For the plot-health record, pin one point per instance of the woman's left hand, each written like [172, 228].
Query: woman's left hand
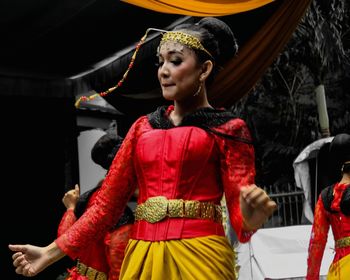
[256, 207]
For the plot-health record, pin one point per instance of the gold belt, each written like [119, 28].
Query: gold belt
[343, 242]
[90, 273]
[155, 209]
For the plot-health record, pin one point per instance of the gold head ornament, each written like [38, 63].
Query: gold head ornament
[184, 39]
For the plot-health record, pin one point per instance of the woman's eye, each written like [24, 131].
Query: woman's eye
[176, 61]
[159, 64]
☆ ☆ ☆
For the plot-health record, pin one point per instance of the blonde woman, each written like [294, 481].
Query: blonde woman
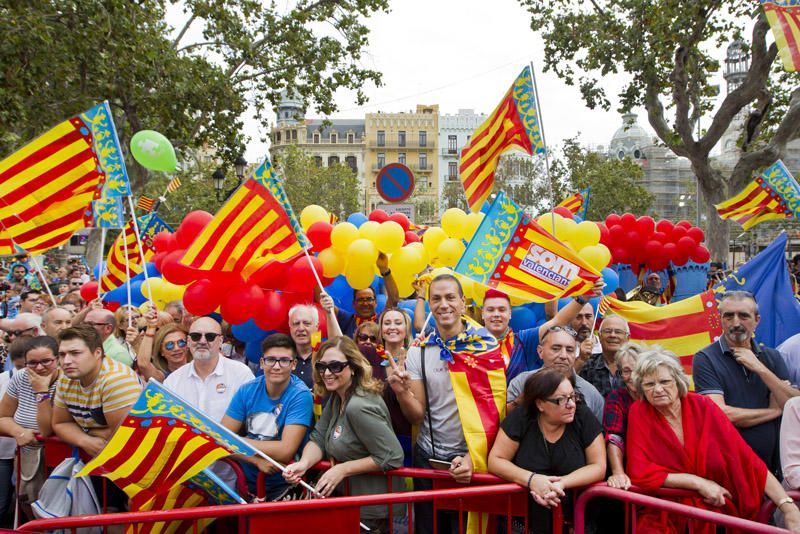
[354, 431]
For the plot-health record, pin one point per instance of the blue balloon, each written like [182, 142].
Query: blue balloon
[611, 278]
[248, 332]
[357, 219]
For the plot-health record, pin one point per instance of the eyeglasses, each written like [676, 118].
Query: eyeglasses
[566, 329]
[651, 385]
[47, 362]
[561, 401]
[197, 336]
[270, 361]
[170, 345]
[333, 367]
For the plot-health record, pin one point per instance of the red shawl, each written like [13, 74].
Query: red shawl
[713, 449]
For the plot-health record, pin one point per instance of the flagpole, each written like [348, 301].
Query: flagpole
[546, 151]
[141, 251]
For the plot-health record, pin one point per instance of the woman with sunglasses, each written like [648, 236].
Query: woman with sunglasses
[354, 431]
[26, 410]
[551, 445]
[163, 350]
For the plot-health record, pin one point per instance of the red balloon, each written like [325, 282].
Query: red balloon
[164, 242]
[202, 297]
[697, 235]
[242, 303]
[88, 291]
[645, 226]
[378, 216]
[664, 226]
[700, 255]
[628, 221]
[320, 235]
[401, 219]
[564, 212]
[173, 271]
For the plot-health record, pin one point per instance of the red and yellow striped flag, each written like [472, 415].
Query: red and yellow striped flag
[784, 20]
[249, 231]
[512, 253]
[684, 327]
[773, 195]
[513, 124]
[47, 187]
☆ ☆ ☆
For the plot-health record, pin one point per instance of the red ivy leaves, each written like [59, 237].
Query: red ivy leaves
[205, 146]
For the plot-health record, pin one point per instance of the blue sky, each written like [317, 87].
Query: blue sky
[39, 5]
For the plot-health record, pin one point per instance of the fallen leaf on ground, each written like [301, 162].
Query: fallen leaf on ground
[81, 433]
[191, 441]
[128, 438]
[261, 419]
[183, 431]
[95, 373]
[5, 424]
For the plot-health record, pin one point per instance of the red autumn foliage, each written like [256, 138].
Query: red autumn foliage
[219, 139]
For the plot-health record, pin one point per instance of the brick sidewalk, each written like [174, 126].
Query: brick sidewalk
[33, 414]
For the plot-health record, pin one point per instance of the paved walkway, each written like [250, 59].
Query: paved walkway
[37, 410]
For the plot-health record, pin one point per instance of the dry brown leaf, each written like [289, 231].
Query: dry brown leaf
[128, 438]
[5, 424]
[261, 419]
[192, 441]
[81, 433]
☆ ☆ ☆
◆ **Your goal**
State how many lines in the data above contain the string "fallen". Reply with the number alone.

◆ **Final result**
2